→ **What needs to be done**
Your output should be the lines from the one containing "q=rein&mode=box" through the end of the listing, exact and inclusive, with no pictures.

===============

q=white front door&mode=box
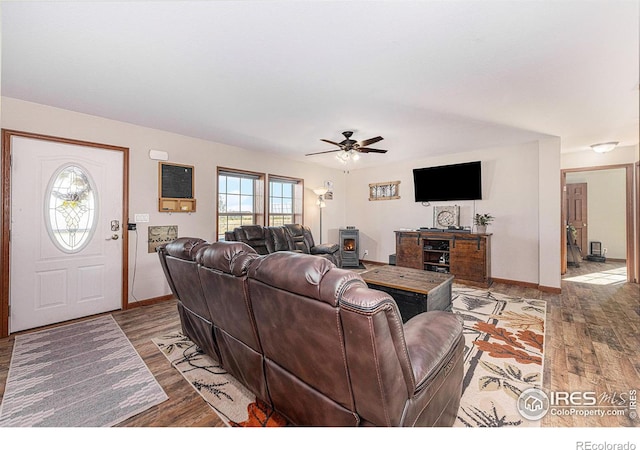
[9,136,124,333]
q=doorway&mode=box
[1,130,130,337]
[561,164,635,283]
[566,182,588,262]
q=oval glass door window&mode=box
[45,164,98,253]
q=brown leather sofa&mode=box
[157,238,464,426]
[225,224,342,267]
[156,237,220,360]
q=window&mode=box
[45,164,97,252]
[217,168,264,240]
[216,169,303,240]
[268,176,303,226]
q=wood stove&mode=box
[339,228,359,267]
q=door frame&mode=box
[560,163,635,282]
[1,129,130,337]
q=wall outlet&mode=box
[363,250,369,257]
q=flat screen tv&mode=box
[413,161,482,202]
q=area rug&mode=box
[0,315,168,427]
[452,286,546,427]
[153,286,545,427]
[152,332,287,426]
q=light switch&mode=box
[134,213,150,223]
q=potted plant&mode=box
[474,213,494,234]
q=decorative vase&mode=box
[477,225,487,234]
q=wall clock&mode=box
[434,205,460,228]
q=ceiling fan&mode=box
[305,131,388,158]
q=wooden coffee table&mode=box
[360,265,454,322]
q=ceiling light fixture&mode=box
[336,149,360,164]
[590,141,619,153]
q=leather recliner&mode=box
[264,225,298,253]
[227,224,342,267]
[158,238,464,426]
[247,251,464,426]
[196,241,269,403]
[283,223,342,267]
[157,237,220,361]
[229,224,270,255]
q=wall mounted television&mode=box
[413,161,482,202]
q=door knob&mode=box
[106,234,119,240]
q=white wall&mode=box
[344,140,562,288]
[566,169,627,259]
[2,97,570,294]
[538,137,562,289]
[1,97,346,303]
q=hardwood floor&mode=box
[0,259,637,427]
[487,259,639,427]
[0,299,225,427]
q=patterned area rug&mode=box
[452,286,546,427]
[153,286,545,427]
[0,315,168,427]
[152,332,287,426]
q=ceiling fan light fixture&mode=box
[591,141,619,153]
[307,131,388,161]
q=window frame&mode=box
[216,167,266,241]
[267,174,304,227]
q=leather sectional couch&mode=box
[157,237,464,427]
[224,223,342,267]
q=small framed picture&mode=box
[368,181,400,201]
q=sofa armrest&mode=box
[310,243,340,255]
[402,311,463,391]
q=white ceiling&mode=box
[2,1,638,169]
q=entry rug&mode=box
[452,286,546,427]
[0,315,168,427]
[153,287,545,427]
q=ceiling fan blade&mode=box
[305,149,343,156]
[359,148,388,153]
[320,139,343,147]
[359,136,383,147]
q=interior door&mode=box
[9,135,124,333]
[566,183,588,257]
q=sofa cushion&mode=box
[266,226,296,253]
[163,237,209,261]
[240,225,266,240]
[198,241,258,276]
[232,225,270,255]
[248,251,338,304]
[283,223,311,253]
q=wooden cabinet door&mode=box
[395,232,423,270]
[449,236,488,284]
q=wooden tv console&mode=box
[394,230,492,287]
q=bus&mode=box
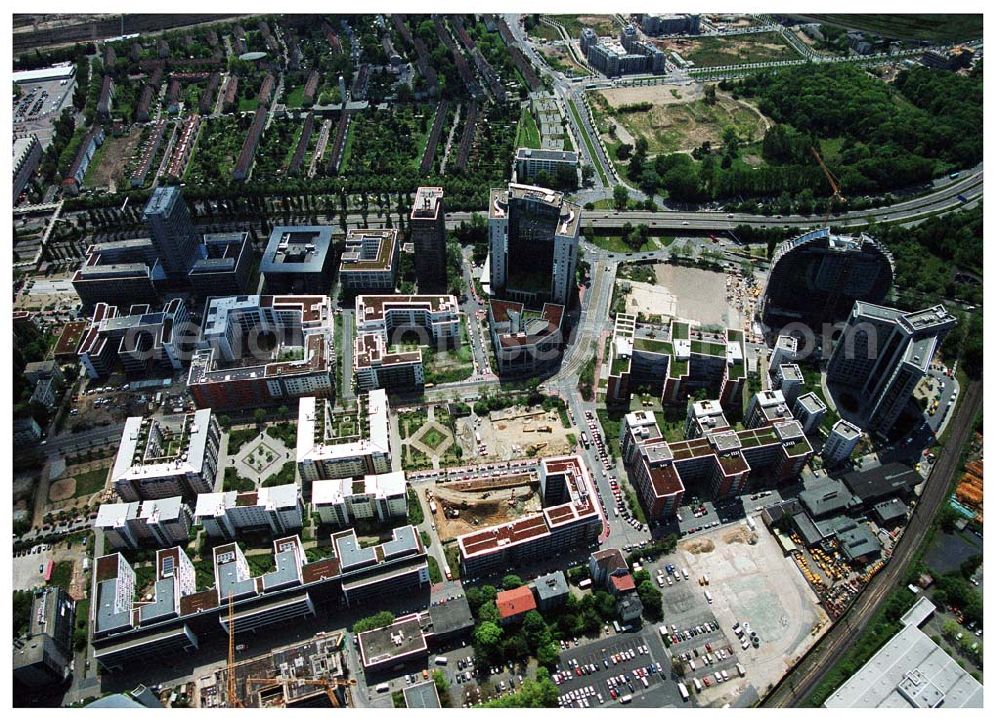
[580,432,590,449]
[677,682,690,701]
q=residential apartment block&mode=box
[95,497,194,550]
[110,409,221,501]
[457,456,602,577]
[793,392,828,434]
[515,147,578,185]
[77,299,190,379]
[604,313,746,411]
[621,408,812,505]
[312,471,407,527]
[296,391,392,482]
[823,419,863,465]
[195,484,304,540]
[13,588,76,691]
[188,295,334,410]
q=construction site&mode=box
[454,405,576,463]
[426,470,542,542]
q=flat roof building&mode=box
[261,226,335,295]
[823,419,863,466]
[357,613,428,675]
[188,295,334,411]
[825,609,982,707]
[297,392,391,482]
[96,497,194,550]
[143,186,200,278]
[403,680,441,708]
[410,187,447,293]
[13,588,76,691]
[533,570,570,610]
[793,392,827,434]
[488,183,581,307]
[189,232,254,299]
[457,456,602,577]
[488,299,564,376]
[515,147,578,185]
[77,299,189,379]
[312,471,407,527]
[339,229,399,292]
[110,409,221,501]
[195,485,304,540]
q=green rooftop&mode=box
[611,354,631,376]
[632,337,673,354]
[690,340,727,357]
[672,322,690,340]
[728,359,746,380]
[669,355,688,378]
[784,439,811,457]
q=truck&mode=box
[704,590,713,604]
[429,500,438,514]
[736,664,746,677]
[581,432,590,449]
[677,682,689,700]
[957,194,969,203]
[682,568,689,580]
[659,625,669,637]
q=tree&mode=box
[502,574,524,590]
[636,580,664,621]
[473,620,503,662]
[612,184,629,210]
[536,640,560,666]
[478,601,501,624]
[703,84,717,105]
[253,408,267,425]
[432,670,451,707]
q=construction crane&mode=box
[226,595,242,708]
[245,676,358,708]
[811,146,844,226]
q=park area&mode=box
[591,84,768,156]
[661,31,798,67]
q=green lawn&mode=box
[427,555,443,583]
[568,98,608,185]
[223,467,255,492]
[49,561,74,591]
[589,235,659,253]
[72,468,108,498]
[285,84,305,108]
[421,426,448,450]
[516,107,542,150]
[683,32,798,67]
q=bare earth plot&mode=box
[676,526,829,704]
[654,263,739,329]
[660,32,798,67]
[593,85,768,155]
[88,126,144,189]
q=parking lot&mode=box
[664,523,827,705]
[675,491,783,536]
[554,630,684,708]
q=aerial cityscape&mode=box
[11,10,983,710]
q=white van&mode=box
[375,683,390,693]
[434,656,448,665]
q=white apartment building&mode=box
[312,471,407,527]
[793,392,828,434]
[194,484,303,540]
[95,497,193,550]
[823,419,863,465]
[297,391,391,482]
[111,409,221,502]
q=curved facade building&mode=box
[760,228,894,333]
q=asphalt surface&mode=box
[761,379,982,707]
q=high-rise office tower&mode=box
[488,183,581,307]
[410,187,447,293]
[142,186,200,277]
[827,302,956,437]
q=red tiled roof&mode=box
[496,585,536,620]
[610,573,636,593]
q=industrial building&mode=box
[312,471,407,527]
[195,485,304,540]
[621,408,812,502]
[338,229,400,292]
[110,409,221,501]
[410,187,448,293]
[825,599,982,708]
[457,456,602,577]
[759,228,894,334]
[187,295,334,410]
[261,226,335,295]
[488,183,581,307]
[826,302,957,438]
[487,299,564,376]
[95,497,194,550]
[296,391,392,482]
[13,134,43,203]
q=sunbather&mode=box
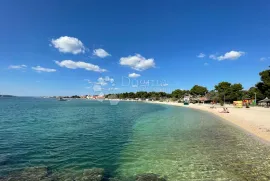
[219,107,229,113]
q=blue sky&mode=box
[1,0,270,96]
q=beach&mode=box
[147,101,270,143]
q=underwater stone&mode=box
[81,168,104,181]
[21,166,49,179]
[1,166,51,181]
[135,173,166,181]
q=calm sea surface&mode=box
[0,97,270,180]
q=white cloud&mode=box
[8,65,27,69]
[93,84,103,91]
[55,60,106,72]
[51,36,85,54]
[93,48,111,58]
[197,53,205,58]
[108,87,119,90]
[120,54,155,71]
[209,51,245,61]
[97,76,114,86]
[259,57,270,62]
[204,62,209,66]
[162,83,169,86]
[104,76,114,83]
[128,73,141,78]
[97,78,108,86]
[260,57,266,61]
[84,79,95,84]
[32,66,56,73]
[209,54,216,59]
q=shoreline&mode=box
[143,101,270,144]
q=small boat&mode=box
[184,101,189,105]
[58,97,67,101]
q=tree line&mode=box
[106,67,270,103]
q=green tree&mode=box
[259,67,270,85]
[256,67,270,98]
[128,92,135,98]
[214,82,244,102]
[207,90,219,102]
[190,85,208,96]
[118,93,125,99]
[135,91,148,99]
[229,83,244,101]
[214,82,231,93]
[171,89,185,99]
[247,87,264,101]
[214,82,231,104]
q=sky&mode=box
[0,0,270,96]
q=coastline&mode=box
[143,101,270,143]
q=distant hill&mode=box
[0,95,16,97]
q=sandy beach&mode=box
[147,101,270,143]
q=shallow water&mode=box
[0,98,270,180]
[116,106,270,180]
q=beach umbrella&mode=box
[260,97,270,107]
[259,98,270,108]
[259,97,270,102]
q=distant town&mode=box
[45,95,105,100]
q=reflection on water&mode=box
[0,98,270,180]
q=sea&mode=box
[0,97,270,180]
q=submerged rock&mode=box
[21,166,49,180]
[81,168,104,181]
[1,166,52,181]
[0,168,167,181]
[135,173,166,181]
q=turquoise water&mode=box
[0,97,270,180]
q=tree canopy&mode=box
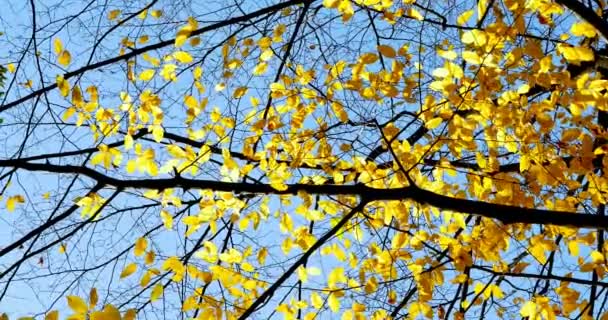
[3,0,608,319]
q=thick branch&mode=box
[4,160,608,229]
[556,0,608,40]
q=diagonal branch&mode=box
[0,0,311,113]
[555,0,608,40]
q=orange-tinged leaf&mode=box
[89,288,98,308]
[45,310,59,320]
[233,86,248,98]
[6,195,24,212]
[107,9,121,20]
[120,263,137,279]
[377,45,396,58]
[359,53,378,64]
[145,250,156,265]
[123,309,136,320]
[67,295,88,313]
[101,304,121,320]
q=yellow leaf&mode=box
[457,10,474,26]
[462,51,481,64]
[56,76,70,97]
[152,125,163,143]
[58,50,71,67]
[175,33,188,48]
[59,243,67,254]
[120,263,137,279]
[150,283,163,301]
[184,95,197,109]
[175,18,197,48]
[253,62,268,75]
[425,117,443,129]
[139,69,155,81]
[297,266,308,283]
[193,66,203,79]
[6,195,24,212]
[53,38,63,55]
[150,10,162,18]
[408,7,424,21]
[138,9,147,20]
[160,210,173,229]
[377,45,396,58]
[107,10,121,20]
[134,238,148,257]
[7,63,15,73]
[571,21,596,38]
[260,49,274,61]
[520,301,537,317]
[89,288,98,308]
[328,293,340,312]
[461,30,487,47]
[559,45,594,62]
[124,134,133,150]
[310,292,323,309]
[67,295,88,313]
[324,0,339,8]
[45,310,59,320]
[477,0,489,21]
[438,49,457,60]
[173,51,193,64]
[62,107,76,121]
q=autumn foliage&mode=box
[4,0,608,319]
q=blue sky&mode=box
[0,0,606,319]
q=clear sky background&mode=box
[0,0,602,319]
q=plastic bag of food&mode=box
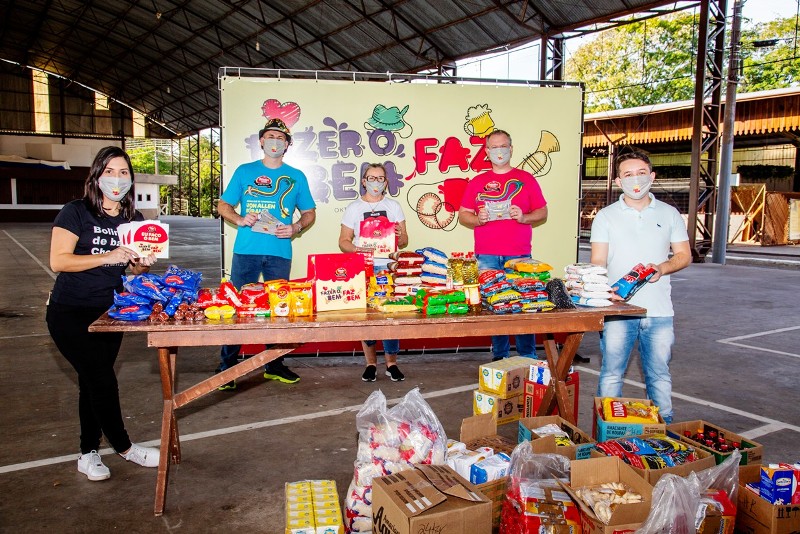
[344,388,447,533]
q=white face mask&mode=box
[620,175,652,200]
[365,181,386,196]
[487,147,511,166]
[262,139,286,159]
[98,177,132,202]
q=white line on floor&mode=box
[0,384,477,474]
[740,422,788,440]
[2,230,56,280]
[0,333,49,340]
[723,255,800,265]
[717,325,800,343]
[717,325,800,359]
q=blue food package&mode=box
[613,263,657,300]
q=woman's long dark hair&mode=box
[84,146,136,220]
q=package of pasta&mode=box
[518,290,549,302]
[489,302,522,314]
[510,278,546,292]
[268,282,292,317]
[486,289,521,305]
[290,282,314,317]
[521,300,555,313]
[388,251,425,264]
[478,269,505,289]
[108,304,153,321]
[503,257,553,274]
[480,280,513,297]
[161,265,202,293]
[124,273,170,302]
[602,398,660,423]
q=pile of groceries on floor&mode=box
[101,251,797,533]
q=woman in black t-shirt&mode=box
[46,146,160,481]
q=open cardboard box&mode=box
[522,373,579,422]
[737,463,800,534]
[561,456,653,534]
[593,397,666,441]
[371,464,492,534]
[666,419,764,465]
[517,415,595,460]
[589,435,716,484]
[459,414,515,531]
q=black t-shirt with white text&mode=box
[50,199,143,308]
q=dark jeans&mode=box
[46,302,132,454]
[219,253,293,371]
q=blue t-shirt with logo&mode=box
[221,160,315,258]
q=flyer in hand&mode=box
[117,220,170,258]
[251,210,282,234]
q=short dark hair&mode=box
[84,146,136,220]
[486,129,512,146]
[614,148,652,177]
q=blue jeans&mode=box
[476,253,537,359]
[597,316,675,423]
[219,253,292,371]
[364,339,400,355]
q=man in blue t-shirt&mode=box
[216,118,316,388]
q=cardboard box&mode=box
[737,465,800,534]
[666,419,764,466]
[517,415,595,460]
[459,414,515,531]
[523,373,579,422]
[527,359,574,385]
[589,438,716,484]
[306,253,367,312]
[593,397,665,442]
[760,464,800,505]
[562,456,653,534]
[478,356,532,399]
[473,390,522,425]
[371,464,492,534]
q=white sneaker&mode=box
[119,443,160,468]
[77,451,111,481]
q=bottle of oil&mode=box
[452,252,465,286]
[462,252,479,285]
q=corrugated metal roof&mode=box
[1,0,695,136]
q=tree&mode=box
[566,12,800,113]
[740,16,800,92]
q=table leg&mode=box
[536,333,584,425]
[155,347,178,516]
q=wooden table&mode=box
[90,303,644,515]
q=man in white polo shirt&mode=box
[590,148,691,424]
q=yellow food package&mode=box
[602,398,660,423]
[218,305,235,319]
[203,306,221,320]
[268,282,292,317]
[289,282,313,317]
[504,257,553,273]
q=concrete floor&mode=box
[0,217,798,533]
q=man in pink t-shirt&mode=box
[458,129,548,360]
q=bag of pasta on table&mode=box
[343,388,448,533]
[499,440,575,533]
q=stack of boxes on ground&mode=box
[473,356,579,425]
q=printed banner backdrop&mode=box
[219,75,583,280]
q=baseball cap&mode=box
[258,118,292,144]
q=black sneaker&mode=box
[263,361,300,384]
[385,365,405,382]
[361,365,377,382]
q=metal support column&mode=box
[688,0,728,261]
[539,37,565,82]
[186,132,200,217]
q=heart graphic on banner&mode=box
[261,99,301,128]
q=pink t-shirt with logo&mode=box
[460,168,547,256]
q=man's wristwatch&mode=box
[294,222,303,234]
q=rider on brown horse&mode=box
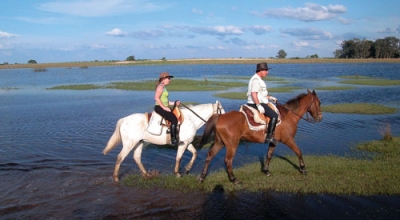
[247,62,278,144]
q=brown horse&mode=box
[197,89,322,184]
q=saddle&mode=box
[239,104,281,131]
[146,107,184,135]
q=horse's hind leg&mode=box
[183,143,197,175]
[198,139,224,183]
[224,144,240,185]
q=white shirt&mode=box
[247,73,269,104]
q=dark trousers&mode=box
[247,103,278,120]
[154,105,178,126]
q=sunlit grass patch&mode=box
[213,87,304,99]
[339,78,400,86]
[322,103,397,114]
[338,75,375,79]
[106,79,247,91]
[0,87,20,90]
[46,84,103,90]
[123,137,400,195]
[315,86,355,90]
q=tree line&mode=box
[334,36,400,59]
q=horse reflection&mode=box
[197,90,322,184]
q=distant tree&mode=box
[333,49,343,58]
[161,57,167,61]
[309,54,319,58]
[28,60,37,64]
[276,49,287,58]
[126,56,135,61]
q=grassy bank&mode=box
[1,58,399,70]
[123,136,400,195]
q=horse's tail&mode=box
[103,117,124,155]
[197,114,220,148]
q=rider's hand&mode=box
[269,96,277,103]
[257,104,265,114]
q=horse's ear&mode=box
[307,89,311,94]
[312,90,316,95]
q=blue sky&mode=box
[1,0,399,63]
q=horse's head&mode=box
[307,89,322,122]
[214,100,225,114]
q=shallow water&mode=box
[1,63,400,219]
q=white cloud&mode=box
[337,17,350,25]
[280,28,333,40]
[190,26,243,36]
[106,28,127,36]
[245,25,272,35]
[0,31,18,38]
[39,0,168,17]
[256,3,346,21]
[90,44,108,49]
[192,8,203,15]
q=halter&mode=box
[279,94,321,123]
[180,102,223,123]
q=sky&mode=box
[1,0,399,64]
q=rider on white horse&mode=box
[154,72,180,146]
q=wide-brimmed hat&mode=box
[159,72,174,79]
[256,62,271,72]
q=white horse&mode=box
[103,100,224,182]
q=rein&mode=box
[277,97,319,123]
[180,102,222,123]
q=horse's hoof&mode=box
[185,169,190,175]
[175,172,182,178]
[232,179,242,185]
[198,176,205,183]
[299,168,307,175]
[263,170,271,176]
[113,176,119,182]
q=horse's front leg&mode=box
[113,140,136,182]
[262,144,276,176]
[283,139,307,175]
[133,142,152,178]
[183,143,197,175]
[174,144,187,178]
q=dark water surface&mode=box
[1,63,400,219]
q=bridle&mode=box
[180,102,223,123]
[279,95,321,123]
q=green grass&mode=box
[213,87,303,100]
[47,79,247,91]
[46,84,103,90]
[315,86,356,90]
[322,103,397,114]
[338,75,400,86]
[123,137,400,195]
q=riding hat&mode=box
[256,62,271,72]
[159,72,174,79]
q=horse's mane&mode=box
[283,93,307,111]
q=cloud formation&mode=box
[256,3,346,21]
[38,0,167,17]
[0,31,18,38]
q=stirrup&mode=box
[265,136,278,145]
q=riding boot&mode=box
[265,118,278,145]
[170,124,179,146]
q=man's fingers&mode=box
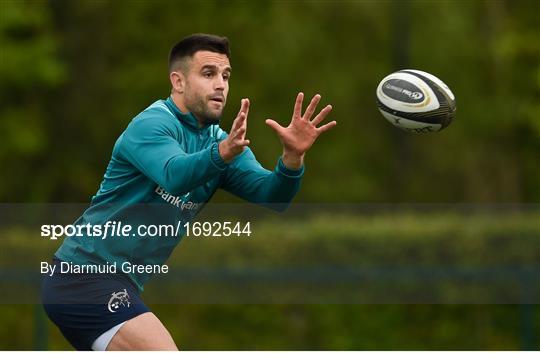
[311,105,333,126]
[303,94,321,120]
[237,98,249,117]
[242,98,250,118]
[316,120,337,134]
[241,99,249,138]
[235,127,246,139]
[292,92,304,119]
[231,114,241,131]
[237,98,250,119]
[235,113,248,139]
[233,99,249,131]
[231,138,250,149]
[265,119,284,134]
[231,112,247,133]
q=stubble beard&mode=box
[185,92,224,124]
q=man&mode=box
[42,33,336,350]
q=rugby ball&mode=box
[376,69,456,133]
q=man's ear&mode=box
[170,71,186,94]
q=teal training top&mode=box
[55,97,304,290]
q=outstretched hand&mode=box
[219,98,250,163]
[265,93,336,169]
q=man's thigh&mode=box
[106,312,178,350]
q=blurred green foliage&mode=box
[1,0,539,202]
[1,0,539,350]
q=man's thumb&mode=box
[265,119,282,133]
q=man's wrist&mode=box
[218,141,234,163]
[281,151,304,170]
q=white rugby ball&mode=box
[376,69,456,133]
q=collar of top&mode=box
[165,96,220,130]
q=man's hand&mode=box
[219,98,251,163]
[265,93,336,169]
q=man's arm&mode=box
[119,112,227,195]
[219,93,336,210]
[220,147,303,211]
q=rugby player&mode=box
[41,33,336,350]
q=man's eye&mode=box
[203,72,213,78]
[223,74,230,81]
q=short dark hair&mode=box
[168,33,230,73]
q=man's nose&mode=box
[214,76,225,91]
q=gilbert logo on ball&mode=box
[376,69,456,133]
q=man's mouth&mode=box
[209,96,224,104]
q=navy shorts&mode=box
[41,258,150,350]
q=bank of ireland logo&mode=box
[108,289,131,313]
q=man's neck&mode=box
[170,93,203,127]
[171,93,188,114]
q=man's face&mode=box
[182,51,231,123]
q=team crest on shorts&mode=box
[108,289,131,313]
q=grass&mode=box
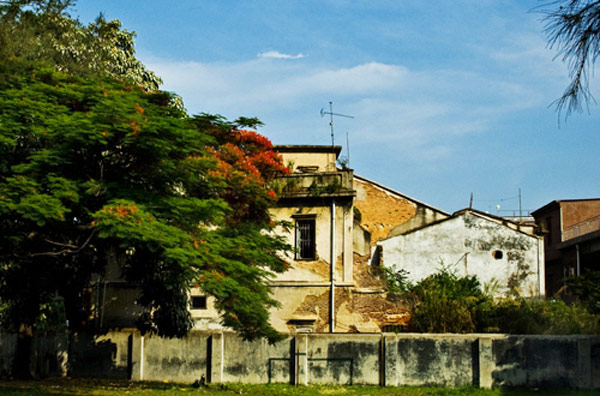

===============

→ **Your solution**
q=rein&mode=box
[277,97,319,123]
[180,102,222,123]
q=horse's hoof&mode=box
[185,169,190,175]
[175,172,182,178]
[232,179,242,185]
[198,176,205,183]
[299,168,307,175]
[263,170,271,176]
[113,176,119,182]
q=horse's front leg&mode=box
[113,140,136,182]
[262,144,276,176]
[283,139,307,175]
[133,142,152,178]
[183,143,197,175]
[174,144,187,178]
q=dark water surface&mode=box
[1,63,400,219]
q=bridle&mode=box
[180,102,223,123]
[279,95,321,123]
q=green grass&mode=box
[213,87,303,100]
[47,79,247,91]
[46,84,103,90]
[315,86,356,90]
[322,103,397,114]
[338,75,400,86]
[123,137,400,195]
q=riding hat&mode=box
[256,62,271,72]
[159,72,174,79]
q=horse's mane&mode=box
[283,93,307,111]
q=cloud formation&mode=box
[256,3,346,21]
[38,0,167,17]
[0,31,18,38]
q=stirrup&mode=box
[265,136,278,145]
q=riding boot&mode=box
[265,118,278,145]
[170,124,179,146]
q=man's fingers&mode=box
[311,105,333,126]
[303,94,321,120]
[237,98,249,117]
[242,98,250,118]
[316,120,337,134]
[241,99,249,138]
[235,127,246,139]
[292,92,304,119]
[231,114,241,131]
[237,98,250,119]
[235,113,248,139]
[233,99,249,131]
[231,138,250,149]
[265,119,284,134]
[231,112,247,133]
q=stubble beard&mode=box
[185,92,224,124]
q=man&mode=box
[42,33,336,350]
q=rugby ball&mode=box
[376,69,456,133]
q=man's ear&mode=box
[170,71,186,94]
q=teal training top&mode=box
[55,97,304,290]
q=outstretched hand&mode=box
[219,98,250,163]
[265,93,336,169]
q=man's thigh&mode=box
[106,312,178,350]
q=blurred green foliage&mode=box
[1,0,539,202]
[1,0,539,350]
q=man's thumb&mode=box
[265,119,282,133]
q=man's wrist&mode=box
[218,141,234,163]
[281,151,304,170]
q=white rugby ball&mode=box
[376,69,456,133]
q=collar of top&mode=box
[165,96,220,130]
q=man's hand&mode=box
[219,98,251,163]
[265,93,336,169]
q=man's arm&mode=box
[119,112,227,195]
[219,93,336,210]
[220,147,303,211]
q=rugby player&mode=box
[41,33,336,350]
q=man's eye&mode=box
[203,72,213,78]
[223,74,230,81]
q=short dark hair&mode=box
[168,33,230,73]
q=man's nose&mode=box
[214,76,225,91]
q=gilbert logo on ball&mode=box
[376,69,456,133]
q=man's mouth&mode=box
[209,96,224,104]
q=navy shorts&mode=box
[41,258,150,350]
q=bank of ireland logo&mode=box
[108,289,131,313]
q=man's neck&mode=box
[170,93,203,127]
[171,93,188,114]
q=man's face&mode=box
[182,51,231,123]
q=team crest on shorts&mode=box
[108,289,131,313]
q=grass&mode=box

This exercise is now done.